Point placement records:

====

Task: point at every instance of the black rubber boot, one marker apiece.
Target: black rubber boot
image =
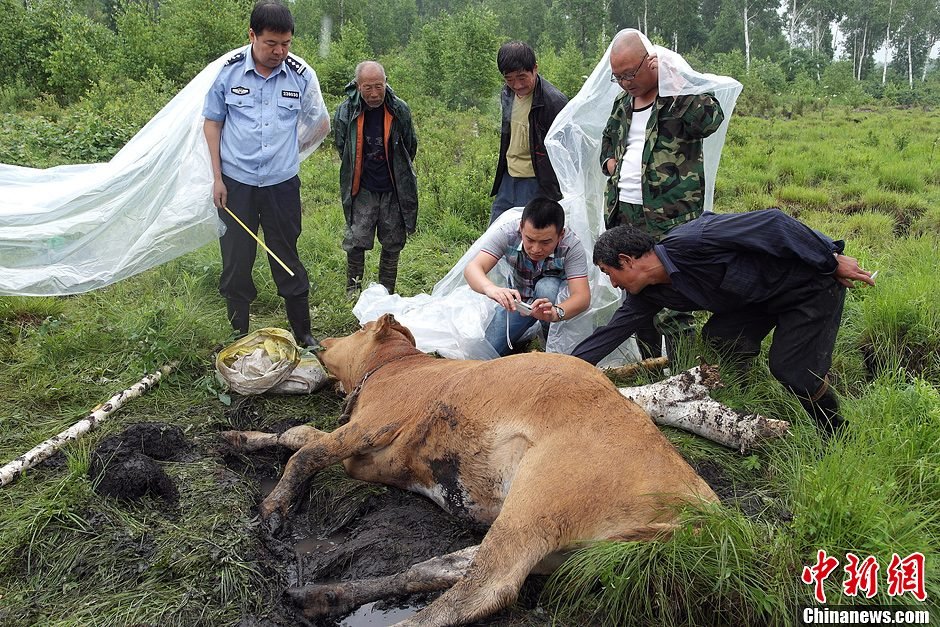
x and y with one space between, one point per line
355 267
825 411
388 270
298 314
238 315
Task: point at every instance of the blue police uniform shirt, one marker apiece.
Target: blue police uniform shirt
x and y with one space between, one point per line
259 115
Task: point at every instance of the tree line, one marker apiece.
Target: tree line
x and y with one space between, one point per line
66 49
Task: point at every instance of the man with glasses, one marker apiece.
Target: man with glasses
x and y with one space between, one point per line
651 150
377 145
529 105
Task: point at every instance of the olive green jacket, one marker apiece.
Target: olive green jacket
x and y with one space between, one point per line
401 146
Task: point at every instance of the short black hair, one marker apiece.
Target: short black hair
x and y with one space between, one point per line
621 240
515 56
541 212
272 16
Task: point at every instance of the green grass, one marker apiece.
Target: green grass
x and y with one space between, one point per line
71 557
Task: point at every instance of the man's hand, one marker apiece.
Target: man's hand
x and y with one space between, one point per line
849 271
543 309
504 296
219 194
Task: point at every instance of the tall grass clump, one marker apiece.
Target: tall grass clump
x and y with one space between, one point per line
877 491
901 315
713 570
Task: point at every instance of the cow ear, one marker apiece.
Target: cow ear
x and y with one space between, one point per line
383 325
404 331
387 324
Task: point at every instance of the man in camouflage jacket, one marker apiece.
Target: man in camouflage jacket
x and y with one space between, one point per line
657 171
671 165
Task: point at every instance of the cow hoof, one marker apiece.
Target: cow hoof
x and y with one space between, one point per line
316 601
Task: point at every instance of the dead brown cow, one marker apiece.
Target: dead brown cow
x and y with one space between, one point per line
540 447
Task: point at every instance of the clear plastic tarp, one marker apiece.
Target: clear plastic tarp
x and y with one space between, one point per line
74 228
573 144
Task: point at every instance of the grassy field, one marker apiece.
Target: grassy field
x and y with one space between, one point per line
872 177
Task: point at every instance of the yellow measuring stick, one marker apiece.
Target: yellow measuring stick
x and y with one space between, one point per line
258 239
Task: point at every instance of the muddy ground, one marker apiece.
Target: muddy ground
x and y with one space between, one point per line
340 530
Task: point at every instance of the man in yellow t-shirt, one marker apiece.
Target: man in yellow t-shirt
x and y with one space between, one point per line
529 106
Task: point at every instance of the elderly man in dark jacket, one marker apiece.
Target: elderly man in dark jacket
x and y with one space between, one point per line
756 272
529 104
377 144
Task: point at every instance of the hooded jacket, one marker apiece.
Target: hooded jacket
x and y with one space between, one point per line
401 146
547 101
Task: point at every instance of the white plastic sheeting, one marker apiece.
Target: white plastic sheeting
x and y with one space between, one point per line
74 228
573 144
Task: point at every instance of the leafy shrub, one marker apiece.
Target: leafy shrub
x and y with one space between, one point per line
79 57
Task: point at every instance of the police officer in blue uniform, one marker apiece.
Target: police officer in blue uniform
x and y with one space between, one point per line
263 113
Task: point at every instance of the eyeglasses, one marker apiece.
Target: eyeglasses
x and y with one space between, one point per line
629 76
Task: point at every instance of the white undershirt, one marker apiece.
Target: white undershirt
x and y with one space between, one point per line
631 166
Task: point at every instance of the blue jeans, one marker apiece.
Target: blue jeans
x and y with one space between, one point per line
546 287
513 192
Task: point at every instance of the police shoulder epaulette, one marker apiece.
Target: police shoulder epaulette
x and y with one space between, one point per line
239 56
295 64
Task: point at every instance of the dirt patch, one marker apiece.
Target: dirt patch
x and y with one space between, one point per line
125 466
752 502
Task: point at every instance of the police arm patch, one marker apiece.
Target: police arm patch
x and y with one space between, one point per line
295 65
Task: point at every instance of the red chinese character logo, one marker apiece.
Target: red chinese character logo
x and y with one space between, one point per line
818 572
862 576
907 575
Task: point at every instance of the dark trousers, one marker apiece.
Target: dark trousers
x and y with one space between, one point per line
805 319
276 209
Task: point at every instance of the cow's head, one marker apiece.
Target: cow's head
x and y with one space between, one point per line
350 358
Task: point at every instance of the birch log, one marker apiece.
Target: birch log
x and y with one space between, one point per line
683 402
98 415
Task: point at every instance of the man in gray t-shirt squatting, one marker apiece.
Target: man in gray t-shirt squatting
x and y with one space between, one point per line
543 255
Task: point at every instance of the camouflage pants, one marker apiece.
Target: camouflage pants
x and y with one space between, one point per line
672 324
375 213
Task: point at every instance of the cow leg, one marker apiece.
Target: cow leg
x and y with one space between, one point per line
318 600
492 582
293 438
325 450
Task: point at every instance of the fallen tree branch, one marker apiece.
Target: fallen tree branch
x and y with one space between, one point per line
682 401
38 453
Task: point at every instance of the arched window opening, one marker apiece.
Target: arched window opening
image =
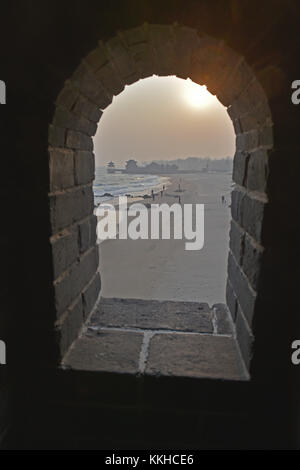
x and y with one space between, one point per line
219 336
166 140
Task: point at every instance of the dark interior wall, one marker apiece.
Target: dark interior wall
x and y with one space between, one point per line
41 45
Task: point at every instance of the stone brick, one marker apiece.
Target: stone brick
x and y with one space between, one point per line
225 61
240 165
163 44
70 207
97 58
252 213
86 237
84 163
249 98
64 251
186 41
74 281
56 136
237 237
90 295
247 141
231 300
154 314
84 107
65 118
237 197
143 56
245 294
61 163
189 355
110 79
236 82
223 320
78 141
84 79
245 338
257 171
67 96
203 59
68 327
252 260
120 56
110 351
256 118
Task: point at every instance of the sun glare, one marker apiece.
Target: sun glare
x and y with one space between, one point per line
198 96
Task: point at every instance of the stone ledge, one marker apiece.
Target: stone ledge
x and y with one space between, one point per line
134 336
203 356
154 315
108 351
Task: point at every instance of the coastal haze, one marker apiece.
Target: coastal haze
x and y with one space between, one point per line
169 121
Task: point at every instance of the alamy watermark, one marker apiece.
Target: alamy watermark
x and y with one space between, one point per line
2 92
177 221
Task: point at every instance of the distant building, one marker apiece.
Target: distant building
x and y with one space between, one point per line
131 166
110 167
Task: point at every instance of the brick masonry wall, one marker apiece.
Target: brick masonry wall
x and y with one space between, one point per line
131 55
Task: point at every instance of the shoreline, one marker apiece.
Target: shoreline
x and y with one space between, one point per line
162 269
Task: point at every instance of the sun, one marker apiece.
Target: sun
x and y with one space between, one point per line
197 96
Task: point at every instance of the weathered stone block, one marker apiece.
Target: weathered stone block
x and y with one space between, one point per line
70 207
224 323
256 118
252 213
97 58
84 166
245 338
203 60
110 79
237 236
162 40
64 251
237 197
245 294
154 314
87 233
252 260
65 118
231 300
236 82
84 107
142 55
186 41
84 79
67 96
78 141
68 327
120 56
56 136
189 355
240 165
109 351
73 282
90 295
61 164
257 171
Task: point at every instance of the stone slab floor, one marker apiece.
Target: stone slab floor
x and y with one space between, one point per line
158 338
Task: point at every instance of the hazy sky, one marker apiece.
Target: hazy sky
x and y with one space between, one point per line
163 118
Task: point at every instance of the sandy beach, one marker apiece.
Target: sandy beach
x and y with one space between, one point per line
163 269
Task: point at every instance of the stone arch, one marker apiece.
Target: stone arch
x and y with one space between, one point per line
129 56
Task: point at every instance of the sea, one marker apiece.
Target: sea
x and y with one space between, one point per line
108 186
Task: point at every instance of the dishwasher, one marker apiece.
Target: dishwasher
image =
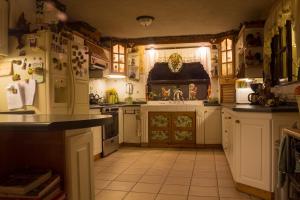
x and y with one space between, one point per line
132 125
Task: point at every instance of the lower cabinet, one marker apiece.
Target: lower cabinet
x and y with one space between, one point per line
212 126
79 165
253 153
172 128
131 125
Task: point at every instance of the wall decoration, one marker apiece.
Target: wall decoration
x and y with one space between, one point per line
177 94
165 93
133 66
193 91
175 62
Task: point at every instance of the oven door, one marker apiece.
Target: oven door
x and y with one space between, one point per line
111 130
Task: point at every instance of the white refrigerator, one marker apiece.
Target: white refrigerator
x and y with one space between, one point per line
60 68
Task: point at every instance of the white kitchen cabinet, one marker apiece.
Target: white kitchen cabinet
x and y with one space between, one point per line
212 125
79 164
227 138
253 152
131 125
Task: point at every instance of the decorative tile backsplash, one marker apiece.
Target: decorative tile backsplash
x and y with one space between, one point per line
286 91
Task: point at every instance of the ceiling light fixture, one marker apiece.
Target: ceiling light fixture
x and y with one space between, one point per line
145 20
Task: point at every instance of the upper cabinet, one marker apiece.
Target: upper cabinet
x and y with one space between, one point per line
118 59
227 68
249 51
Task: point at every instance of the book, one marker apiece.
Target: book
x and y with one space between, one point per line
23 181
61 196
50 196
39 191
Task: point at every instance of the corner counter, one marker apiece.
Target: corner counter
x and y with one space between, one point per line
249 137
62 143
51 122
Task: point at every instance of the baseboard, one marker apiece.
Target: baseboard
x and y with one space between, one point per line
254 191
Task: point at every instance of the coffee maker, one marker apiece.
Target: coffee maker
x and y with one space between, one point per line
253 98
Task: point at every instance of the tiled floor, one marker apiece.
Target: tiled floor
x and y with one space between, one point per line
165 174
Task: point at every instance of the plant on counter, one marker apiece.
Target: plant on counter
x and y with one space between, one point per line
112 96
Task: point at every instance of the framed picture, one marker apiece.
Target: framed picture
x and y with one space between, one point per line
133 63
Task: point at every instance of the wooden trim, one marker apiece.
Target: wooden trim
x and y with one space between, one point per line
97 156
254 191
212 38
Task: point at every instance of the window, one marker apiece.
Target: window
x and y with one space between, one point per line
226 55
118 52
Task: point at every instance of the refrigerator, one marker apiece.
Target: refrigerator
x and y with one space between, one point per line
59 63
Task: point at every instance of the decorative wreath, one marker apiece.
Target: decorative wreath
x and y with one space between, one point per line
175 62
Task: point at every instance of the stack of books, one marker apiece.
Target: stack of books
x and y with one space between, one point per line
31 184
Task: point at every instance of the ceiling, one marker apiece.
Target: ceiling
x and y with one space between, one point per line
116 18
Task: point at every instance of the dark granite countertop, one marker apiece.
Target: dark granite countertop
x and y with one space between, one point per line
118 105
258 108
25 122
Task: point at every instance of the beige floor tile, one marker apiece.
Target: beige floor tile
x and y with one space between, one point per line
101 184
106 176
152 179
147 187
201 174
157 172
129 177
170 197
225 182
231 192
181 173
174 189
135 171
224 175
203 191
119 185
173 180
202 198
110 195
140 196
207 182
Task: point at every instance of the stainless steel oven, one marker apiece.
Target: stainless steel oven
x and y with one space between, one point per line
110 132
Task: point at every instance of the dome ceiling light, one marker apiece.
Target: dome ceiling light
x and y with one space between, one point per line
145 20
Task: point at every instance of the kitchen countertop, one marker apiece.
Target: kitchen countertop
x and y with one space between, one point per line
25 122
258 108
117 105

====

*Written task*: Write out only what runs from the line holding "Task: point at every instance of the beige" through the last line of the records, exactly as shown.

*Problem solution*:
Task: point at every instance of the beige floor tile, one marker apiece.
Target: beige floor tile
x and y with one space between, one point per line
101 184
106 176
152 179
147 187
201 174
157 172
129 177
170 197
225 182
231 192
181 173
174 189
135 171
224 175
203 191
119 185
173 180
202 198
110 195
140 196
207 182
Task: point at every instance of the stainless steel oven, one marker apiece.
Target: stainless steel oven
x and y with one space between, one point per line
110 132
Task: point at every instance of the dome ceiling light, one marker apiece.
Target: dome ceiling light
x and y with one space between, one point per line
145 20
Task: point at every instance of the kitchen countertop, one marker apiece.
Target: kitchen countertop
x and y with one space between, one point per line
25 122
258 108
117 105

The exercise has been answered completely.